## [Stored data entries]

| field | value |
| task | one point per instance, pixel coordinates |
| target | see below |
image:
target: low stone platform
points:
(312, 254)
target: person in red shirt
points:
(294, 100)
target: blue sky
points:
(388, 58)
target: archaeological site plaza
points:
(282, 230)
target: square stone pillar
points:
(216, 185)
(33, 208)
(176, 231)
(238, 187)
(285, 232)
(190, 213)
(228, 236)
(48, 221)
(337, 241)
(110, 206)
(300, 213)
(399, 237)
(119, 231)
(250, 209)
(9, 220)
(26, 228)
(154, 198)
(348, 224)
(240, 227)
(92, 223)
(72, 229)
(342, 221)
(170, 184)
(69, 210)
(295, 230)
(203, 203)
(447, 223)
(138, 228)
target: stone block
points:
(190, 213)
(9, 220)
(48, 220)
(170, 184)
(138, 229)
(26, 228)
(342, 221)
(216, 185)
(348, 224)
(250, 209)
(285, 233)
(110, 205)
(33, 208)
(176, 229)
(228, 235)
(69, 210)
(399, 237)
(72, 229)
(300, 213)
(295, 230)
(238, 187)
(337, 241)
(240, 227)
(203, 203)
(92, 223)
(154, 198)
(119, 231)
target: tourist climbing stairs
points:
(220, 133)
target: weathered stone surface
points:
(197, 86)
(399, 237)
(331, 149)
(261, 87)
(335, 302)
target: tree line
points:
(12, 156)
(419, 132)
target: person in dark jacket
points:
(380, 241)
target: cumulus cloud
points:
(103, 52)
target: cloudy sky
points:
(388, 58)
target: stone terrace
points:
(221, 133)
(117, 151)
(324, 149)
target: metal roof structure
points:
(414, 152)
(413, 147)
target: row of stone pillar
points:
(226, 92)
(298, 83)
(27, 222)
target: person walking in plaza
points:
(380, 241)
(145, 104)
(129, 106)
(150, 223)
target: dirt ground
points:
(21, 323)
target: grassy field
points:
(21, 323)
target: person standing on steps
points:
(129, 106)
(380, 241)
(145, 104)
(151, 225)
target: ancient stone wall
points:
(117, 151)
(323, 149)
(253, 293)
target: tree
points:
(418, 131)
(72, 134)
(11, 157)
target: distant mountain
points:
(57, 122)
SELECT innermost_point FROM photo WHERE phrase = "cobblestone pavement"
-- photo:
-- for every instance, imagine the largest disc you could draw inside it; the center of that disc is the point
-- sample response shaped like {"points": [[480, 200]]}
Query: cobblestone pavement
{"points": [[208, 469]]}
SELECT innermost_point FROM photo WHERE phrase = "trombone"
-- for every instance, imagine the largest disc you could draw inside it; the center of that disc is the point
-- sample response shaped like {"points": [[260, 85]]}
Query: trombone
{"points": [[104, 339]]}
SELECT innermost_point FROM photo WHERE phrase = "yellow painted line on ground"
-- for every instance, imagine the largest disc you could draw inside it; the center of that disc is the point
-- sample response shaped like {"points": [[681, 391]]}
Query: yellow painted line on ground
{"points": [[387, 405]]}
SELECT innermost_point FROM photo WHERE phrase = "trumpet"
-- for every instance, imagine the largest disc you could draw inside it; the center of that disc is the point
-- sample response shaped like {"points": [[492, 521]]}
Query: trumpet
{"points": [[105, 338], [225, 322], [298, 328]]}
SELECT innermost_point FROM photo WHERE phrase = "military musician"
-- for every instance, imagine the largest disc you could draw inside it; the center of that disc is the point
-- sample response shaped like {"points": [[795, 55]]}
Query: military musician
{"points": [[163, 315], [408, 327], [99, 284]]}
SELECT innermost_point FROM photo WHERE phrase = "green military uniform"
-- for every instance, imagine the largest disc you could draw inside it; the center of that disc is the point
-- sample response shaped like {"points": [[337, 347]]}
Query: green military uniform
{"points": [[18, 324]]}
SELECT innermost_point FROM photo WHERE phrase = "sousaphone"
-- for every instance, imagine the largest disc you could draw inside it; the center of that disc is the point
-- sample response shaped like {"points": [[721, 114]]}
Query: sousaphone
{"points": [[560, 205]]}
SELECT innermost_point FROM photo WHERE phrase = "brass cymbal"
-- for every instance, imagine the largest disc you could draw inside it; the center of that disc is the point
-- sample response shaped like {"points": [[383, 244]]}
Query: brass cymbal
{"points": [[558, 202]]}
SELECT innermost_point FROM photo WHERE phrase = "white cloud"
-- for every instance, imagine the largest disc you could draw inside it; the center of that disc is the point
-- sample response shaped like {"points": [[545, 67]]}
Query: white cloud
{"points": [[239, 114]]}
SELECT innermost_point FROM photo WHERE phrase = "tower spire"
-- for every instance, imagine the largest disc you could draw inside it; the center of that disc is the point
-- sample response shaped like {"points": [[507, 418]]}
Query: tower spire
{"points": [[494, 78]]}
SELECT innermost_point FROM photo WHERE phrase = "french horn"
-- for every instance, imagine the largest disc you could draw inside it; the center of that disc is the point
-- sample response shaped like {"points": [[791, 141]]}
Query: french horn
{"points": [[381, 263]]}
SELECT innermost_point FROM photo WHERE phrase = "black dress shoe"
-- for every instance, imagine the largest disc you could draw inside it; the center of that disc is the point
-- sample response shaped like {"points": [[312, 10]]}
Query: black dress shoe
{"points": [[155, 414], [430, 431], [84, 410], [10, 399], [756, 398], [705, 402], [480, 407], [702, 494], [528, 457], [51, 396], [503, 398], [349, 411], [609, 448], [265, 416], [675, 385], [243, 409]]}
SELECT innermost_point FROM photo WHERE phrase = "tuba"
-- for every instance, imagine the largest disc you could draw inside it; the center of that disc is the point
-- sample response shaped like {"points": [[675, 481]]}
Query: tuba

## [Work instruction]
Which lines in the records above contain the word "plaza"? Return each of them.

## [Solution to the problem]
target: archaeological site plaza
target: person walking in plaza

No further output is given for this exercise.